:: Exercise instructions ::
Please answer these questions using the text on the Constitution below.
1. According to the text, what were people in the south afraid Britain was headed toward?
2. What proved a completely unworkable means of implementing the dream in the real world?
3. What does the text offer as an example of checks on the people?

Some perspective on the Constitution. We could mention that the revolution was inspired by a lot of rich people who didn’t like paying taxes to pay for defending them (sounds just like the Republican/tparty, don’t you think?) or in the south they were afraid Britain was headed toward ending slavery which is why they joined in. Perhaps we might mention that barely more then half the population actually supported the revolution or that only a tiny fraction actually fought in it (coincidently, about the same percent as our current volunteer military). Of course we could mention the part about “all men created equal” somehow not including blacks or Indians (whose lands were stolen), and needless to say, no mention of woman. (many blacks and Indians fought with the British against it because they thought they would be less free. Many who fought for the Revolution were betrayed afterwards)
But lets not quibble about the small stuff, shall we, and take DOI not on its hypocrisy and think of it as an aspiration instead of a reality. A very nice dream if you will.
Then of course The Articles of Confederation proved a completely unworkable means of implementing the dream in the real world. Keep in mind that even the the founders recognized they needed some form of united entity to both fight the war and preserve and implement the “dream”. So they came up with something called the Constitution (some of you might have heard of it even if most of you seem never having ever read it).
Do I really need to remind you that it was a document based on compromises, checks and balances between a central government, states, and the “people” (or at least some of the people). Do I really have to explain to you that the checks and balances included checks on the people as well (Can you say “Senate”).

:: Dataset excerpt ::
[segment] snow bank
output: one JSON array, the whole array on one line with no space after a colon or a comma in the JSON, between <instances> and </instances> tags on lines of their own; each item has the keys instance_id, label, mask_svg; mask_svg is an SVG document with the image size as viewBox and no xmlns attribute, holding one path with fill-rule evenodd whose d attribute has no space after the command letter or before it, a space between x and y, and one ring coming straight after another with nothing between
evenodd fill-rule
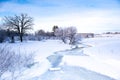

:: Task response ::
1. Ending slavery.
2. The Articles of Confederation.
3. The Senate.